What you will do. Starting at the line with "Target: boy's nose", retype each line exactly up to and including the final line of the records below.

Record extracts.
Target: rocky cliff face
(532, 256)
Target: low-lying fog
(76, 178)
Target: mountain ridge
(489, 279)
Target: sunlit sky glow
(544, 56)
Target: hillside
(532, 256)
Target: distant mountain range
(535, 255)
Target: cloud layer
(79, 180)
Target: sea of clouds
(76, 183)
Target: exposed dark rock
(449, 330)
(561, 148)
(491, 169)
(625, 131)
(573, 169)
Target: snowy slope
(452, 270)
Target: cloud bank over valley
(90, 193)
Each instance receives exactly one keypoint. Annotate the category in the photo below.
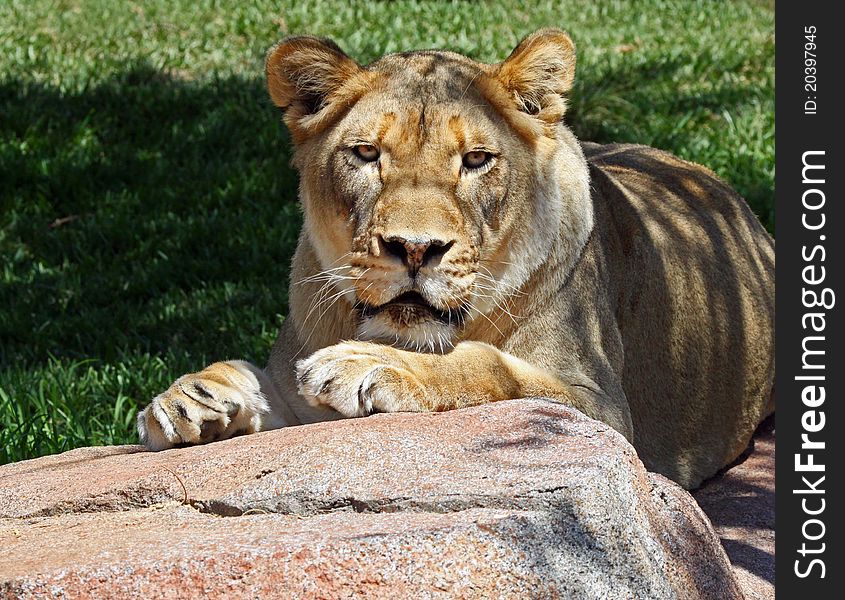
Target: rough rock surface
(741, 506)
(520, 499)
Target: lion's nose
(414, 252)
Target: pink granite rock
(511, 500)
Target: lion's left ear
(539, 72)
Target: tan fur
(620, 280)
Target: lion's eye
(476, 159)
(366, 152)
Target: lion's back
(694, 300)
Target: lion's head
(433, 186)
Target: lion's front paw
(359, 378)
(217, 403)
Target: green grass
(147, 208)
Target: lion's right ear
(306, 77)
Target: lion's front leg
(358, 378)
(221, 401)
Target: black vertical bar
(809, 195)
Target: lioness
(460, 246)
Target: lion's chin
(408, 329)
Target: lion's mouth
(409, 308)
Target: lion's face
(419, 177)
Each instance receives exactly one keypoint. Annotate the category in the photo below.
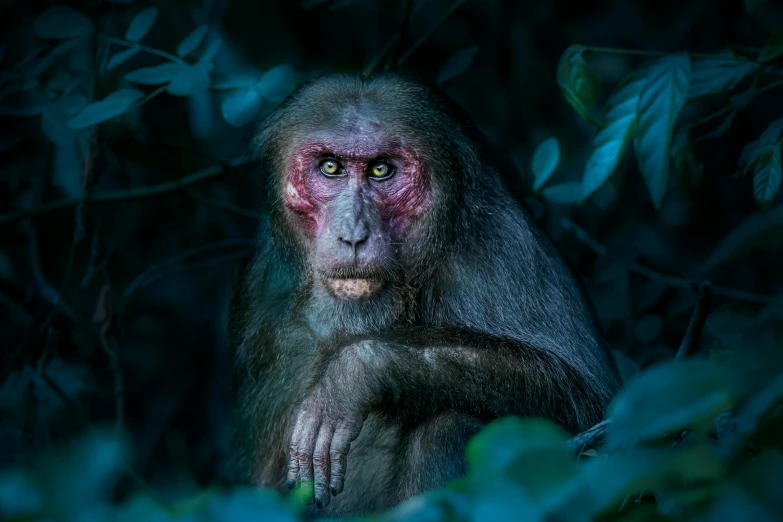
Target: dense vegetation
(124, 209)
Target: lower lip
(354, 288)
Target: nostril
(354, 242)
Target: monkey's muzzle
(359, 288)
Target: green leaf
(660, 103)
(666, 399)
(631, 472)
(113, 105)
(141, 24)
(54, 123)
(759, 229)
(241, 106)
(579, 84)
(716, 75)
(496, 448)
(157, 74)
(753, 150)
(565, 193)
(277, 83)
(648, 328)
(67, 168)
(234, 81)
(457, 64)
(122, 57)
(210, 52)
(773, 47)
(545, 160)
(62, 23)
(192, 79)
(611, 140)
(687, 167)
(78, 477)
(191, 41)
(767, 177)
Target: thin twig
(402, 37)
(151, 50)
(125, 195)
(690, 343)
(730, 108)
(590, 438)
(244, 212)
(156, 270)
(429, 33)
(641, 52)
(679, 282)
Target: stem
(679, 282)
(640, 52)
(151, 50)
(432, 29)
(730, 108)
(128, 194)
(244, 212)
(690, 342)
(147, 98)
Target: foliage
(694, 439)
(645, 108)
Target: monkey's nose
(354, 240)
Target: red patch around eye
(399, 199)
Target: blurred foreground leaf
(666, 399)
(113, 105)
(545, 161)
(141, 24)
(62, 23)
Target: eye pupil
(329, 167)
(380, 170)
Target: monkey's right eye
(329, 167)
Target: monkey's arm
(427, 370)
(421, 372)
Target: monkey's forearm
(489, 377)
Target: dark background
(81, 346)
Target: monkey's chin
(353, 289)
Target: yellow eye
(380, 170)
(330, 167)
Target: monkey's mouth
(353, 285)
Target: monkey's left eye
(380, 171)
(329, 167)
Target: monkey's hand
(329, 419)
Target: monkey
(399, 299)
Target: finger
(305, 450)
(338, 455)
(293, 456)
(321, 466)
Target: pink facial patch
(399, 199)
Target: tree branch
(126, 195)
(429, 33)
(690, 343)
(679, 282)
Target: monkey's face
(356, 193)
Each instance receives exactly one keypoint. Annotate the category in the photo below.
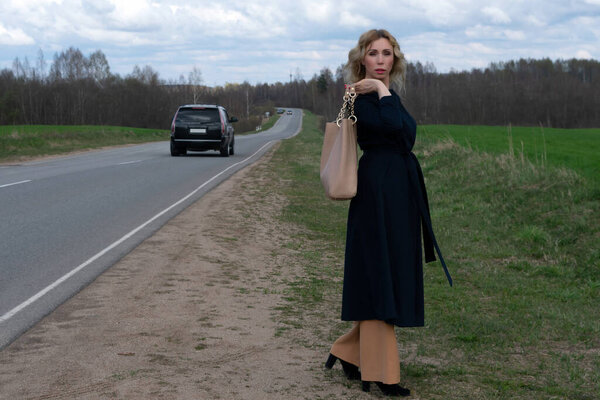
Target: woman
(383, 271)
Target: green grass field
(522, 242)
(578, 149)
(22, 141)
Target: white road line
(129, 162)
(15, 183)
(56, 283)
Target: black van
(201, 127)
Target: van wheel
(174, 150)
(224, 151)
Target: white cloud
(583, 53)
(496, 15)
(14, 37)
(514, 35)
(263, 40)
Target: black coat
(383, 271)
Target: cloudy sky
(265, 41)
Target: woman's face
(379, 60)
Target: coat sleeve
(387, 117)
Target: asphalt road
(66, 220)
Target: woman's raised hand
(370, 85)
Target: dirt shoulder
(189, 314)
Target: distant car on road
(201, 127)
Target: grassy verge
(522, 243)
(18, 141)
(267, 125)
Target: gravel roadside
(189, 314)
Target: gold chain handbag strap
(347, 107)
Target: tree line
(79, 90)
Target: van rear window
(190, 115)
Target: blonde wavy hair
(354, 70)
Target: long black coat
(383, 271)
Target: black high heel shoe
(388, 390)
(350, 370)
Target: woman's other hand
(370, 85)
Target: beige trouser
(371, 345)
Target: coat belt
(417, 182)
(429, 242)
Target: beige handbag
(339, 156)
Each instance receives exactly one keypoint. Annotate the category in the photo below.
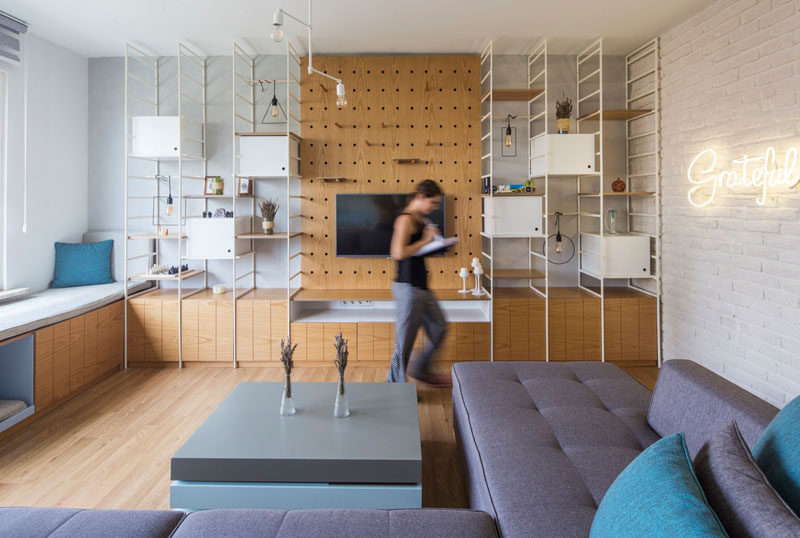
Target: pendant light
(277, 36)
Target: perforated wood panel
(399, 107)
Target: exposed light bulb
(277, 23)
(340, 99)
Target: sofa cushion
(336, 523)
(82, 264)
(738, 491)
(695, 401)
(778, 453)
(657, 495)
(55, 522)
(542, 442)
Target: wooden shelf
(183, 276)
(410, 160)
(515, 94)
(512, 194)
(634, 193)
(615, 115)
(277, 235)
(155, 236)
(376, 295)
(517, 274)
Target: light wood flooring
(111, 446)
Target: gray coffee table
(245, 455)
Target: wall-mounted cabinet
(519, 216)
(213, 239)
(623, 256)
(562, 154)
(266, 155)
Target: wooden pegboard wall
(427, 107)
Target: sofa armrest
(695, 401)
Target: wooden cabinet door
(76, 353)
(44, 368)
(91, 370)
(61, 339)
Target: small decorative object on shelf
(341, 408)
(287, 403)
(563, 113)
(463, 273)
(268, 208)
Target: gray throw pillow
(738, 491)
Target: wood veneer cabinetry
(74, 353)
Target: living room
(277, 268)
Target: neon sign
(759, 174)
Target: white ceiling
(97, 28)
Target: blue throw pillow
(657, 495)
(82, 264)
(777, 452)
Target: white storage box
(268, 156)
(625, 256)
(156, 136)
(563, 154)
(513, 216)
(213, 238)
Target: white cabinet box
(156, 136)
(513, 216)
(626, 256)
(563, 154)
(213, 238)
(262, 155)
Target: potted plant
(269, 208)
(341, 408)
(563, 113)
(287, 403)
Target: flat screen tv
(364, 223)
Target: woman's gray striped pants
(415, 308)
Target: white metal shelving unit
(643, 142)
(142, 98)
(589, 77)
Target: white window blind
(11, 30)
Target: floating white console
(268, 155)
(511, 216)
(562, 154)
(624, 256)
(213, 238)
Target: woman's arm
(403, 230)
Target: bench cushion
(542, 442)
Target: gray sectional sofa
(542, 442)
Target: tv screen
(364, 223)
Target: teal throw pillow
(82, 264)
(657, 495)
(777, 453)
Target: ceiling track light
(277, 35)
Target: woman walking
(416, 305)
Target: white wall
(47, 128)
(731, 270)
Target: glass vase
(287, 403)
(341, 408)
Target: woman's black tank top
(412, 269)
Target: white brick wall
(731, 270)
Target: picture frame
(244, 186)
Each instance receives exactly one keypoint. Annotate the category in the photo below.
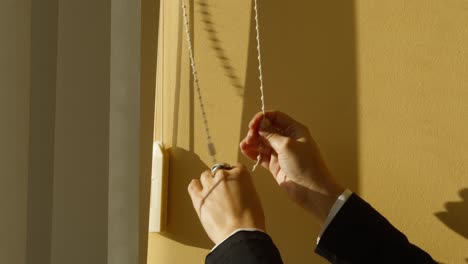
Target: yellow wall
(381, 85)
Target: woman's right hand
(293, 158)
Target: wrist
(321, 200)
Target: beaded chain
(211, 148)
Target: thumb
(277, 141)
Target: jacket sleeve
(246, 247)
(359, 234)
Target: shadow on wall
(309, 61)
(216, 44)
(183, 225)
(455, 216)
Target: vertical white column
(124, 138)
(14, 125)
(81, 168)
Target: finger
(277, 141)
(279, 119)
(206, 178)
(256, 121)
(194, 189)
(249, 153)
(221, 175)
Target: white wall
(69, 131)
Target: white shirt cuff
(335, 209)
(235, 231)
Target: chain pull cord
(260, 77)
(210, 145)
(211, 148)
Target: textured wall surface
(381, 84)
(14, 137)
(413, 105)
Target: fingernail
(265, 123)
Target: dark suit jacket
(357, 234)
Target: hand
(293, 158)
(226, 202)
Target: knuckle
(287, 143)
(222, 174)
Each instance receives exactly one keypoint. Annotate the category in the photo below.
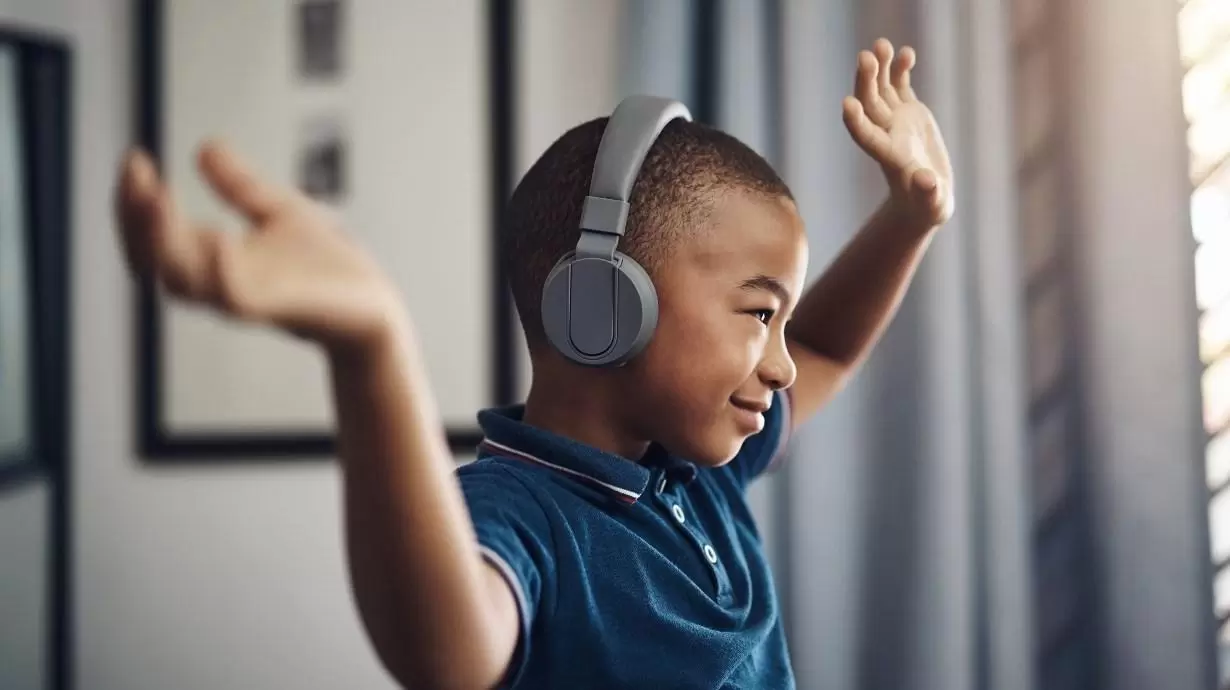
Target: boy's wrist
(388, 336)
(899, 217)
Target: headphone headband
(599, 306)
(630, 132)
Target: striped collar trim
(626, 490)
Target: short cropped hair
(670, 199)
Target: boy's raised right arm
(437, 614)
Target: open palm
(887, 119)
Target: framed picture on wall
(406, 133)
(33, 255)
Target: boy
(602, 539)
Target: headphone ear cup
(599, 313)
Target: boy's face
(720, 347)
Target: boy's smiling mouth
(749, 412)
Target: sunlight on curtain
(1204, 47)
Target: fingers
(238, 183)
(867, 90)
(900, 76)
(134, 199)
(870, 137)
(158, 241)
(883, 52)
(883, 83)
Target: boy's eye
(763, 315)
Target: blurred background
(1025, 488)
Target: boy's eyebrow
(766, 283)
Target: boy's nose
(777, 369)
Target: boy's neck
(582, 413)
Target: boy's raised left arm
(845, 311)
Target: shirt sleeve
(764, 452)
(514, 536)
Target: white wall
(23, 576)
(225, 577)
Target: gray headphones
(599, 306)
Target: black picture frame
(155, 440)
(44, 68)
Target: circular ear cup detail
(599, 313)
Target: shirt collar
(506, 434)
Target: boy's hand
(293, 268)
(894, 128)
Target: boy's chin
(714, 450)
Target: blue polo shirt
(629, 575)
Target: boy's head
(717, 231)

Expected output.
Target: boy's nose
(777, 369)
Target: boy's neck
(582, 413)
Target: boy's raised left arm
(845, 311)
Target: shirt sleeve
(764, 452)
(514, 536)
Target: white wall
(23, 576)
(225, 577)
Target: gray headphones
(599, 306)
Target: black picture frame
(155, 440)
(44, 68)
Target: circular ear cup detail
(599, 313)
Target: shirt collar
(506, 434)
Target: boy's hand
(293, 268)
(894, 128)
Target: boy's chin
(714, 450)
Target: blue polo shirt
(629, 575)
Target: boy's head
(717, 231)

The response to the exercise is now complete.